▶ [QUOTED PASSAGE]:
◆ ◆ ◆

These interactive dashboards are powered by data we collected to study the availability of books for elending to public libraries in Australia, the US, Canada, the UK and New Zealand. We included only English language books to facilitate title level comparison across countries.
The Focused Australian Study shows availability and terms of access for a sample of 546 books across the five main Australian library ebook aggregators (Overdrive, James Bennett, Wheelers, Bibliotheca and Bolinda). This case study provides an overall snapshot of the competitive playing field in a single market, including similarities and differences across aggregators on a title level.
The Focused International Study shows comparative availability and terms for those same books across a single platform in Australia, the US, Canada, the UK and New Zealand, providing new insights into international similarities and differences.
The Large-scale International Study shows comparative availability and terms for a much larger sample of almost 100,000 books across those same five jurisdictions.
For all studies, the data powering the dashboards was collected during the week of 17 July, 2017.
This page describes how we gathered the data that powers the dashboards, and used it to calculate results.
The Focused Australian Study captures comprehensive availability, pricing and licence data from all five key aggregators operating in the Australian market: Overdrive, James Bennett (Axis360), Wheelers (ePlatform), Bibliotheca (cloudLibrary) and Bolinda (BorrowBox). This acts as a case study to demonstrate intra-jurisdictional differences in availability, terms and pricing - and unearthed some very surprising results.
In some cases, the contracts between aggregators and libraries included confidentiality restrictions which prevented our partners from simply providing this data directly to the research team. That meant we had to secure the agreement of all five aggregators to obtain the required data. We ultimately secured full participation on the basis that:
We constructed a sample of 546 books using various proxies for quality and demand to identify books significant to English language libraries and readers (particularly in Australia). As noted above, we were constrained in the number of titles we could include. Since the data came from different sources, that data also had to be manually ‘cleaned’ to enable accurate cross-platform comparison.

◆ ◆ ◆

▶ [DATA SUPPLIED]:
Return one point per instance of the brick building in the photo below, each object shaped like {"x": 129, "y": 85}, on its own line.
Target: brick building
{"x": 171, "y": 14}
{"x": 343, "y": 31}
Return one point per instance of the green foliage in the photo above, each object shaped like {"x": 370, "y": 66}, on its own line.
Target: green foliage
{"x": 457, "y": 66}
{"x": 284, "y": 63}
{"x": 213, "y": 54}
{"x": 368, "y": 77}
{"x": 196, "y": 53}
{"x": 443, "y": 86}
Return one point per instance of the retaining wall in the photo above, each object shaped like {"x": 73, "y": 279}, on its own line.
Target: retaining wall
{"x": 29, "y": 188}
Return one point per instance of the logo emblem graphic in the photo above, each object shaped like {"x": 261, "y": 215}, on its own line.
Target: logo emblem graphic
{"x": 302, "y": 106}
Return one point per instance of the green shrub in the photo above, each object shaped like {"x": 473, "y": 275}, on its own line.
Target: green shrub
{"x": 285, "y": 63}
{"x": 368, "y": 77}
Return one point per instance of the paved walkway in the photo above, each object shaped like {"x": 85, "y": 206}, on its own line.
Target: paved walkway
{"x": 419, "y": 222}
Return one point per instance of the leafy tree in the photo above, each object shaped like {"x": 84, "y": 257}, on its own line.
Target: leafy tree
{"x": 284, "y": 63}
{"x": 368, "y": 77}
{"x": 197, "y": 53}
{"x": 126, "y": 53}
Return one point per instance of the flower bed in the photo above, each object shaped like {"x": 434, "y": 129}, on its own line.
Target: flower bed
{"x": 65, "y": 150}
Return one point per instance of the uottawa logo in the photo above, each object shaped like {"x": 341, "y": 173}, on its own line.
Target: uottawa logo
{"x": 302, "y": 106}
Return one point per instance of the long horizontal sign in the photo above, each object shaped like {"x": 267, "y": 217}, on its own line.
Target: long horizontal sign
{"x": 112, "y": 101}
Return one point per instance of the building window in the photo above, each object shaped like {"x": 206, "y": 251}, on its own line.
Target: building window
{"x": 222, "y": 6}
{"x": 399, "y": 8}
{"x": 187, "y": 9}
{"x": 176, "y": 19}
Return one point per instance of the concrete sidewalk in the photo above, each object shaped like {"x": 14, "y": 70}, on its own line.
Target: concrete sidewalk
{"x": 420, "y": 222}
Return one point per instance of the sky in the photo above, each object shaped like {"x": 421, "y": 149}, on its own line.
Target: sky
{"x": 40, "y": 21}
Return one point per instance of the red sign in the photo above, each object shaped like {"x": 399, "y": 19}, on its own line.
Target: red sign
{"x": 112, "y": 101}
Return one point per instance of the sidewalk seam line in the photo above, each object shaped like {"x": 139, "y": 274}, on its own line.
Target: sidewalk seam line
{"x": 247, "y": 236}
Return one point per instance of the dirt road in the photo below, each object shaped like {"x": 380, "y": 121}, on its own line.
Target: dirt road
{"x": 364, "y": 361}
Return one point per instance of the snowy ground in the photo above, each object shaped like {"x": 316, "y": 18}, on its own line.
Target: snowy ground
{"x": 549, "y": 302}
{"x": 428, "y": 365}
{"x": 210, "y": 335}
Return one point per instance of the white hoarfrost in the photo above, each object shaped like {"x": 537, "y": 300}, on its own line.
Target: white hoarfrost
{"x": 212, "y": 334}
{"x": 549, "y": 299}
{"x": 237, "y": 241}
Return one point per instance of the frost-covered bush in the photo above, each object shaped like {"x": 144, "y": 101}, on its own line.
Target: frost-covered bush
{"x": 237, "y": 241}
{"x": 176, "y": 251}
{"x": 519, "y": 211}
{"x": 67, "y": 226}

◆ ◆ ◆

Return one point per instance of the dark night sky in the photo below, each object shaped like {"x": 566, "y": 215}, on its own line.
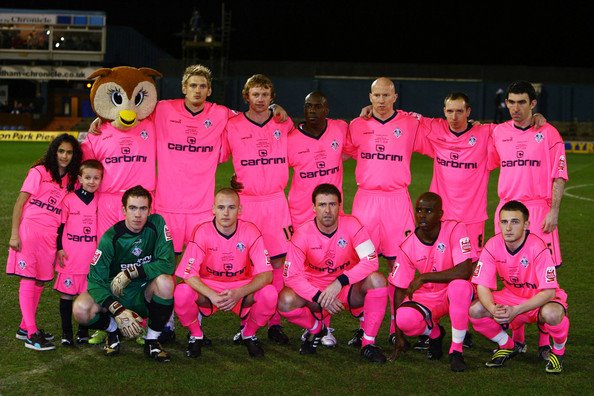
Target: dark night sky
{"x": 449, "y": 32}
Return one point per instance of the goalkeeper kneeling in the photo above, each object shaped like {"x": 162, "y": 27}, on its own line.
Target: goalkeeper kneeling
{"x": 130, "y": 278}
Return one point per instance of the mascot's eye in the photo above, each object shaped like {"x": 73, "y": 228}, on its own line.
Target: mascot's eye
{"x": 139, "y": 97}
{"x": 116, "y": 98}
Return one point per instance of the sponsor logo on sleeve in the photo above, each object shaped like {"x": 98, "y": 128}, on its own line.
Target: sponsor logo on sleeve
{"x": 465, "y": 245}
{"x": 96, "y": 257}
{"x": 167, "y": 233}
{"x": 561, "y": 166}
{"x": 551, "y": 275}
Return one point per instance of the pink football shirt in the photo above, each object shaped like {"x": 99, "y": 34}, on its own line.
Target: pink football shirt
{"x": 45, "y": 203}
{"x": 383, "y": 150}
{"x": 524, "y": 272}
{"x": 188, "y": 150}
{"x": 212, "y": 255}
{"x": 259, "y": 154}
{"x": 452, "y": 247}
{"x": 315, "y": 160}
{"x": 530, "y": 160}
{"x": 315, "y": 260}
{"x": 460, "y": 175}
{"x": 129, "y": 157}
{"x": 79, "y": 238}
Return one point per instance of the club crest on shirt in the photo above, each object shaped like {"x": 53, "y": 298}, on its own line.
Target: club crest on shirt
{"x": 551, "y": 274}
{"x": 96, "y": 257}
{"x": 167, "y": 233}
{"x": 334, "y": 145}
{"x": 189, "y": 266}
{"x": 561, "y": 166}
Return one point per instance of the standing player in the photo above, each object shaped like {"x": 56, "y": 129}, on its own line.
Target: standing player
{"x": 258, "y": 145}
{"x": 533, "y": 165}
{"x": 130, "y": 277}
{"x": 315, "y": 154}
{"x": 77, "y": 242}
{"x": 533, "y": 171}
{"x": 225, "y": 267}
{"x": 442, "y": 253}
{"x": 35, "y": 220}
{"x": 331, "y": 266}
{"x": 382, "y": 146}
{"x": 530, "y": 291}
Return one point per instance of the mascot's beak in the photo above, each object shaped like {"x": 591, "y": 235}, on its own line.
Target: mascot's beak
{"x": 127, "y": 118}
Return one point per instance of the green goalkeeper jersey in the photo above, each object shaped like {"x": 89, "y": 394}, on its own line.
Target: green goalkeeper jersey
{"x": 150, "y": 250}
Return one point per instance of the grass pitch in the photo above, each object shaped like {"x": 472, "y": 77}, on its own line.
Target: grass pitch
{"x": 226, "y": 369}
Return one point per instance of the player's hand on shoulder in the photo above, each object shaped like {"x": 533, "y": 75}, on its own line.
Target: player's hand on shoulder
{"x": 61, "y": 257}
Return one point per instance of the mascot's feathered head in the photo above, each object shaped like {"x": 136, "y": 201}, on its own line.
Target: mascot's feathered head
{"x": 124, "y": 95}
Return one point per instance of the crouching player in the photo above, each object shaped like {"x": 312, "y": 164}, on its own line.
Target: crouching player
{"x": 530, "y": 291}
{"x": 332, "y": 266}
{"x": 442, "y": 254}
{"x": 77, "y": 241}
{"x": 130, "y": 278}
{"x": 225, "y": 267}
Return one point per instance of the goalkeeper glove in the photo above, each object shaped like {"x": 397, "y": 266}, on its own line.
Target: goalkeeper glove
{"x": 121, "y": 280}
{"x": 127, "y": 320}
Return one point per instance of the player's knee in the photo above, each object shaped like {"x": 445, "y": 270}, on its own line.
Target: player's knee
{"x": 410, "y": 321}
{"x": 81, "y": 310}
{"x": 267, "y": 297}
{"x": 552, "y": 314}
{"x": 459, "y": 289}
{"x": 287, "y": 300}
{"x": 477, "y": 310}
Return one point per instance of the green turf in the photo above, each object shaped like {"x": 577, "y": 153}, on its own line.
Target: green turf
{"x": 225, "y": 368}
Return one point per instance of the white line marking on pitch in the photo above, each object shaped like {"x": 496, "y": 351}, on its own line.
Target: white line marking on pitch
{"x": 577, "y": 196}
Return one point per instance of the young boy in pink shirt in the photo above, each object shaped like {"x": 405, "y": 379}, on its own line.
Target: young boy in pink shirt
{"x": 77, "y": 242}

◆ ◆ ◆

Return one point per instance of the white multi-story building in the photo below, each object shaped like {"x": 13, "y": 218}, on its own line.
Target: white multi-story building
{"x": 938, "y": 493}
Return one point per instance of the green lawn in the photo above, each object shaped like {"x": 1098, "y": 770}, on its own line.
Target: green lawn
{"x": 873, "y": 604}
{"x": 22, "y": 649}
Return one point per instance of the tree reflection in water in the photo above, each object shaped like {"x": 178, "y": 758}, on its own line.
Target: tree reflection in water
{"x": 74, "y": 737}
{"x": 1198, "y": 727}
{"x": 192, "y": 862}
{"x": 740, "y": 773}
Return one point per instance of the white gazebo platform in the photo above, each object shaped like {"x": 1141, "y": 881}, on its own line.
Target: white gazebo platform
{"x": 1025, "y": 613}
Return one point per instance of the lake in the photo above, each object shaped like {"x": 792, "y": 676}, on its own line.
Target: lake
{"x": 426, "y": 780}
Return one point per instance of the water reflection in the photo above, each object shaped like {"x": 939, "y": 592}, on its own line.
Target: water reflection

◆ ◆ ◆

▶ [DIRECTIONS]:
1. Quote the elending study description, starting at "The Focused Australian Study shows" and ending at "same five jurisdictions.".
2. Rewrite the records starting at the line that contains "Return one point per instance of the lake" and ending at the line that contains "Target: water reflection", with "lake" changed to "pond" and nothing else altered. Return only those lines.

▶ [ANSWERS BY TASK]:
1.
The Focused Australian Study shows availability and terms of access for a sample of 546 books across the five main Australian library ebook aggregators (Overdrive, James Bennett, Wheelers, Bibliotheca and Bolinda). This case study provides an overall snapshot of the competitive playing field in a single market, including similarities and differences across aggregators on a title level.
The Focused International Study shows comparative availability and terms for those same books across a single platform in Australia, the US, Canada, the UK and New Zealand, providing new insights into international similarities and differences.
The Large-scale International Study shows comparative availability and terms for a much larger sample of almost 100,000 books across those same five jurisdictions.

2.
Return one point per instance of the pond in the photo above, each object shaped like {"x": 792, "y": 676}, on its own line.
Target: pond
{"x": 426, "y": 780}
Return one point per instance of the water reflection in the photo above, each object shaped like {"x": 939, "y": 592}, on its own line.
Target: water reflection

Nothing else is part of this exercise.